## Source:
--*--

The Counsel for Discipline again contacted Switzer on May 12, 2006, to ask a number of followup questions related to Switzer's failure to communicate with Carney and Daubs and his failure to provide a copy of the relevant file to new counsel, as well as questions related to his billing with regard to the Carney/Daubs representation. A followup letter was sent on June 7. Switzer was eventually reached by telephone on June 20. Switzer stated that he had not received the May and June letters because they had been sent to an incorrect address. The record shows that the address was, in fact, incorrect, but that all previous correspondence had also been sent to the technically incorrect address and had been received. The Counsel for Discipline indicated that neither the May 12 letter nor the June 7 letter was returned as undeliverable.

--*--

## Exercise A:
Return the passage about Switzer's correspondence with the Counsel for Discipline from "The Counsel for Discipline again" up to and including "returned as undeliverable.", word for word.
The passage and the entries that follow it were drawn from unrelated sources.

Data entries
--*--

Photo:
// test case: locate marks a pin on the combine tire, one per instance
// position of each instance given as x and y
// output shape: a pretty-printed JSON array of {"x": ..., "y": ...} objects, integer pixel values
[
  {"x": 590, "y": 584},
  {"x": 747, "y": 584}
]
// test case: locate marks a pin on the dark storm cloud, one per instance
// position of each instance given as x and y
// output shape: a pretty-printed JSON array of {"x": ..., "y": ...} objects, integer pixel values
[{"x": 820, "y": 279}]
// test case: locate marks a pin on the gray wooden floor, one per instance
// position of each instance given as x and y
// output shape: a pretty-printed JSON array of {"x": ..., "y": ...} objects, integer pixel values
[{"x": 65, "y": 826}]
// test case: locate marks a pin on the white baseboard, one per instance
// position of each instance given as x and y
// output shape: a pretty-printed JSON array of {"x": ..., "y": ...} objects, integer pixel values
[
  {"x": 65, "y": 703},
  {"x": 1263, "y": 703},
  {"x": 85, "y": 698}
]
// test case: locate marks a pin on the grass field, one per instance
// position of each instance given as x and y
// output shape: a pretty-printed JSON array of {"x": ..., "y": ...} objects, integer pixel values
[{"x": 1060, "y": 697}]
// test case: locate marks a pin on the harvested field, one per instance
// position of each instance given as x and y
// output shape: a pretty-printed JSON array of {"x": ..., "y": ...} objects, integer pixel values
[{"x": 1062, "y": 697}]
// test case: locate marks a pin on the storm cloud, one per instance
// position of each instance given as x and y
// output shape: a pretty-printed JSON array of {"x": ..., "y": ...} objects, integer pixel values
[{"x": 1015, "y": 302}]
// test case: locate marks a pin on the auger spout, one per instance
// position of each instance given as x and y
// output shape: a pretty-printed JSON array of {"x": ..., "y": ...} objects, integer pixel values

--*--

## Exercise B:
Output the entries from the line with "spout, one per instance" up to and including the last line of the entries as a Markdown table with columns n and Line. Give each line a row number and omit blank lines.

## Complete answer A:
The Counsel for Discipline again contacted Switzer on May 12, 2006, to ask a number of followup questions related to Switzer's failure to communicate with Carney and Daubs and his failure to provide a copy of the relevant file to new counsel, as well as questions related to his billing with regard to the Carney/Daubs representation. A followup letter was sent on June 7. Switzer was eventually reached by telephone on June 20. Switzer stated that he had not received the May and June letters because they had been sent to an incorrect address. The record shows that the address was, in fact, incorrect, but that all previous correspondence had also been sent to the technically incorrect address and had been received. The Counsel for Discipline indicated that neither the May 12 letter nor the June 7 letter was returned as undeliverable.

## Complete answer B:
| n | Line |
|---|---|
| 1 | // test case: locate marks a pin on the auger spout, one per instance |
| 2 | // position of each instance given as x and y |
| 3 | // output shape: a pretty-printed JSON array of {"x": ..., "y": ...} objects, integer pixel values |